**Reading passage**:
The network interface controller 20 is configured to set up (block 412) a second connection (e.g., reserve hardware resources and set up a state) with a given one of the nodes 12, optionally generate (block 414) a second key identifier (responsively to a second connection request from the given node 12) or receive the second key identifier from the given node 12, compute (block 416) a second task and node-pair specific communication key for the second connection responsively to the second key identifier (different to the first key identifier) and/or address information of the node pair and the master key for the second task, securely communicate (block 418) with the given node 12 responsively to the second task and node-pair specific communication key, and dismantle (block 420) the second connection once communication is completed.


Securely communicating may include one of the nodes encrypting data to send to the other node in the node pair for decryption (e.g., one-way secure communication), or both nodes encrypting data to send to each other for decryption by the other node in the pair (e.g., two-way secure communication).


Reference is now made to FIG. 5, which is a flowchart 500 including steps in a method of hardware resource reservation in the system 10 of FIG. 1.


In some embodiments, a timeout may be used to prevent connections being set up and reserving resources without communication commencing. In this way, denial of service attacks may be prevented by an attacker who does not have access to the task master keys 24. Therefore, if communication does not start by the end of a timeout, the connection is dismantled, and hardware resources are released.

**Data lines**:
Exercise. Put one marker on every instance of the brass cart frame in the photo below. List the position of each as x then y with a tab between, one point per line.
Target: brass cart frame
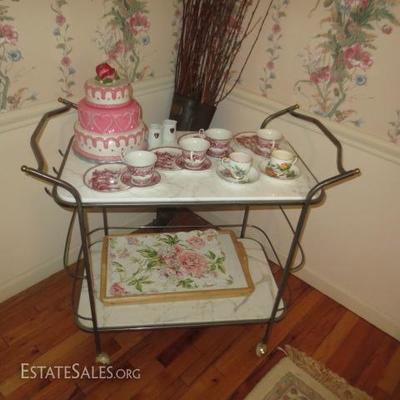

**Exercise directions**:
Edit the excerpt on secure node connections by reproducing it between "Securely communicating may" and "two-way secure communication).", inclusive, with "encrypting" replaced by "enciphering". The data play no part in this work.

**Solved problem**:
Securely communicating may include one of the nodes enciphering data to send to the other node in the node pair for decryption (e.g., one-way secure communication), or both nodes enciphering data to send to each other for decryption by the other node in the pair (e.g., two-way secure communication).